>> begin DATA LINES
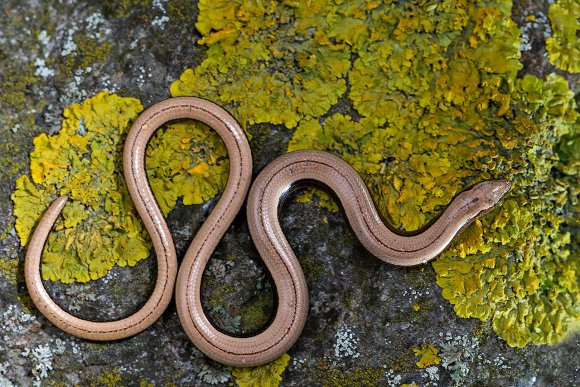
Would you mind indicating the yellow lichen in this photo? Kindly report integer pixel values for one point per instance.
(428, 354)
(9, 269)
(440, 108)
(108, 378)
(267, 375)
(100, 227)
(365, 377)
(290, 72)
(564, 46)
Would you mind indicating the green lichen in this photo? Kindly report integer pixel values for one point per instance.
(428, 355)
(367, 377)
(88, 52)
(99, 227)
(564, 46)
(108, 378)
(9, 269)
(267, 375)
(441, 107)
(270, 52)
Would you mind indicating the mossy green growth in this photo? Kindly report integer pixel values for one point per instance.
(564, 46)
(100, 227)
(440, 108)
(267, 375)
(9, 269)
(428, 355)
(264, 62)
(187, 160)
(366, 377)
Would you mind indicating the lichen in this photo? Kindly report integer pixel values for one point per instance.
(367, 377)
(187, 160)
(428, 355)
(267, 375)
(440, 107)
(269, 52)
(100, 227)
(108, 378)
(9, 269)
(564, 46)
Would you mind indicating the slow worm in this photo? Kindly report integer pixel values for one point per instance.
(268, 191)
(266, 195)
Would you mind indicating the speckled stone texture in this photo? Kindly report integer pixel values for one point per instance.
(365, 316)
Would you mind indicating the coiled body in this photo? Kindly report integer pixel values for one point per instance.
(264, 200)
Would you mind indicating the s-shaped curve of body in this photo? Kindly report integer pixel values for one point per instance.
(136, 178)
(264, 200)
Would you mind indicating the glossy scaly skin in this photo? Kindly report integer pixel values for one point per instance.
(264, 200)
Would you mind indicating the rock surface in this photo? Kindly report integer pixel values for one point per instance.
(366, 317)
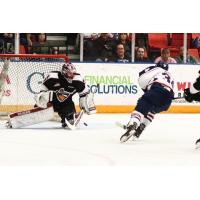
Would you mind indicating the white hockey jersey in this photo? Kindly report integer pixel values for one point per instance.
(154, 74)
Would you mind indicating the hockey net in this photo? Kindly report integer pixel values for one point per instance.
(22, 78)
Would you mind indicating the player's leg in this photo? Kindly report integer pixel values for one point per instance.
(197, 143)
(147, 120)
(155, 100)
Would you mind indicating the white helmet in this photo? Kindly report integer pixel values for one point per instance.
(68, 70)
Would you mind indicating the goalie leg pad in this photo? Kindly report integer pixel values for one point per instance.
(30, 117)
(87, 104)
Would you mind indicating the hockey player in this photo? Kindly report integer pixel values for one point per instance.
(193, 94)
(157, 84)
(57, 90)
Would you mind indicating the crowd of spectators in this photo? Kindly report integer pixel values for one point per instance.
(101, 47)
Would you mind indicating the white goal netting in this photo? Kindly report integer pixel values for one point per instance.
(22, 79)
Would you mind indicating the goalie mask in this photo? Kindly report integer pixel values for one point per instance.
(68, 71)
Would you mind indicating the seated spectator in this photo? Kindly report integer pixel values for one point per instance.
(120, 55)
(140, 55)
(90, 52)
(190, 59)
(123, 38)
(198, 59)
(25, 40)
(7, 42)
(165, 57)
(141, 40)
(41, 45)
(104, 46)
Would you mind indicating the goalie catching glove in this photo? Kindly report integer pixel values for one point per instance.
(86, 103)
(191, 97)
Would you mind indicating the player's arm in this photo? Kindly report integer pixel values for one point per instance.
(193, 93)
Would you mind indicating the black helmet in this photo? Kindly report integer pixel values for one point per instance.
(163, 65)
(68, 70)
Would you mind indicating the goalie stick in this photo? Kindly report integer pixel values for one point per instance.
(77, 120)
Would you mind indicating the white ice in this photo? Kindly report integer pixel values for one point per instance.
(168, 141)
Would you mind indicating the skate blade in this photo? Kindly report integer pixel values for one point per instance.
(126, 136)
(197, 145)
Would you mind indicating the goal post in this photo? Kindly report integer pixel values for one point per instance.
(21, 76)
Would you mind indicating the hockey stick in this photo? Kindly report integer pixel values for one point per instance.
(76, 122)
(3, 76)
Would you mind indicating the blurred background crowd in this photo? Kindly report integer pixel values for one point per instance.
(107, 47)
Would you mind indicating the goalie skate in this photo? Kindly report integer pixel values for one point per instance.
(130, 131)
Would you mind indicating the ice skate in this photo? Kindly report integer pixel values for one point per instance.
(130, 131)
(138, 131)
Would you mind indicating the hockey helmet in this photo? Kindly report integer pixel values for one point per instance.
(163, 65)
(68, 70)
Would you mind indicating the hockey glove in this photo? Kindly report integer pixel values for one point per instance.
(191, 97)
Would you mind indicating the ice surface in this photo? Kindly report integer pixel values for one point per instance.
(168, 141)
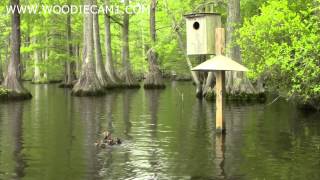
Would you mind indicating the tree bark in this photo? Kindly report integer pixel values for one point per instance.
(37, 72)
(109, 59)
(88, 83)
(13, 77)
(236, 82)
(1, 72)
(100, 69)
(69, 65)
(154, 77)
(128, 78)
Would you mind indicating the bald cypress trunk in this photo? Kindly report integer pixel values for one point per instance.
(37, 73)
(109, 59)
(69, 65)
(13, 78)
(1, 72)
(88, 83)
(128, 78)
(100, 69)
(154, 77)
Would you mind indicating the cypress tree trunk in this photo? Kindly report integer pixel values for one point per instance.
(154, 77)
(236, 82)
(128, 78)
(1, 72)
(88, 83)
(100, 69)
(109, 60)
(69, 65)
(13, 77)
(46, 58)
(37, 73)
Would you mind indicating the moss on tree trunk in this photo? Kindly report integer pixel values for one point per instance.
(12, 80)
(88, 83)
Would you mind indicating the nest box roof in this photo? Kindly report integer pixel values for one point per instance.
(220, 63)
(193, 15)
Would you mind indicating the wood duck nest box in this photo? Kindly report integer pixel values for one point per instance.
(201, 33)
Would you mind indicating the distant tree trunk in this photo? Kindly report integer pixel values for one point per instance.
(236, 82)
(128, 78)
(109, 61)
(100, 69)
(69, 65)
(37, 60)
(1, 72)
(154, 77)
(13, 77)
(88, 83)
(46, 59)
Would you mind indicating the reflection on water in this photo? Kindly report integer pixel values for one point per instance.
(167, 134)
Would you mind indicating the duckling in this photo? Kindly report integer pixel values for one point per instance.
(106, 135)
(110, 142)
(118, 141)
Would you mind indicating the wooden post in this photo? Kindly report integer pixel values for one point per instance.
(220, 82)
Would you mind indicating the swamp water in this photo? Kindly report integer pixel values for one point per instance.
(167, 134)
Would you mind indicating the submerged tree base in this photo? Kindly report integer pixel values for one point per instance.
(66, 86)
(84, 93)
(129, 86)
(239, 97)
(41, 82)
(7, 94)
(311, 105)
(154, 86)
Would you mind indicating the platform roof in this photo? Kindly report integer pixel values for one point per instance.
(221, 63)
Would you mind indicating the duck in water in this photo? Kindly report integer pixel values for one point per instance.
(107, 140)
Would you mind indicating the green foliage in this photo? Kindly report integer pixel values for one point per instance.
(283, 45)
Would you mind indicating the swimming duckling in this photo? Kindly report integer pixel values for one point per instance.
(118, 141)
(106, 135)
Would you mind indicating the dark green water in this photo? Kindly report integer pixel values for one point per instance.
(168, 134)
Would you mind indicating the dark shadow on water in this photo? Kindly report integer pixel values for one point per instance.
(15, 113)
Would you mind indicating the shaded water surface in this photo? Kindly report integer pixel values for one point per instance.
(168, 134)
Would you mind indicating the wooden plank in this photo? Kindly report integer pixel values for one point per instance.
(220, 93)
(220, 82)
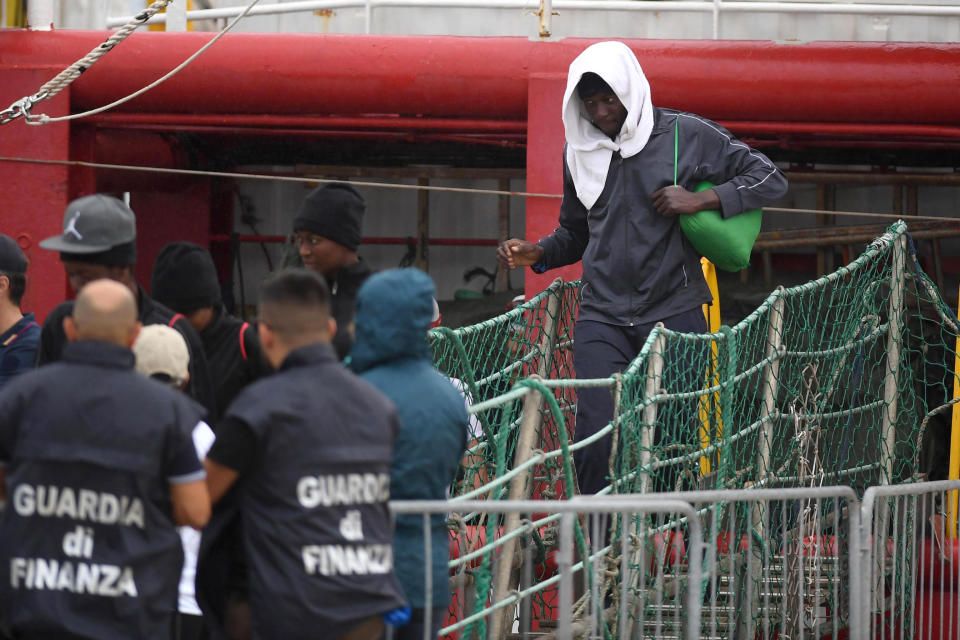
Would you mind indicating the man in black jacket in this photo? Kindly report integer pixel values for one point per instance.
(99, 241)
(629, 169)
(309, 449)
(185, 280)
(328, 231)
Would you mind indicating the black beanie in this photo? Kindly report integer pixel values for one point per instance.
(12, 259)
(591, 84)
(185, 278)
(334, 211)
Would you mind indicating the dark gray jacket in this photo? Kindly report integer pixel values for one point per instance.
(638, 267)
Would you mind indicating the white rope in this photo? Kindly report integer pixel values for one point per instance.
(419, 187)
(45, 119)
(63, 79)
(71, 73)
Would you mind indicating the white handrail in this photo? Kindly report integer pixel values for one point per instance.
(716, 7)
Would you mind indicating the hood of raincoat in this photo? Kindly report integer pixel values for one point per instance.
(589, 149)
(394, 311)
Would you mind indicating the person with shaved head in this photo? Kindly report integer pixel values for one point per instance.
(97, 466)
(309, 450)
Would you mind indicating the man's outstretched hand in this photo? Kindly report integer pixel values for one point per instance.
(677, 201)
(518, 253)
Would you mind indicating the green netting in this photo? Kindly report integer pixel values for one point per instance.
>> end DATA LINES
> [WHAT YOU SHOULD DO] Copy the material word for word, starting at the line that contains "Would you mind indicating the hood" and ending with its final line.

> [ANSWER TO THE PROBLEM]
Would you mind indicating the hood of raincoat in this photo? Kindly report integer pixel values for one point per instance.
(589, 149)
(394, 311)
Would you mind indicating the person with shaved head in this photo? Kindly report integer pixel values for one point per instance.
(97, 466)
(309, 450)
Would you mind indicating the man's outstretched hand in this photo? Kindly report integer pixel values for one point per instance.
(677, 201)
(518, 253)
Would you mind indicating the green netting in this photo? Kindly report integer pixel values for one point per instance.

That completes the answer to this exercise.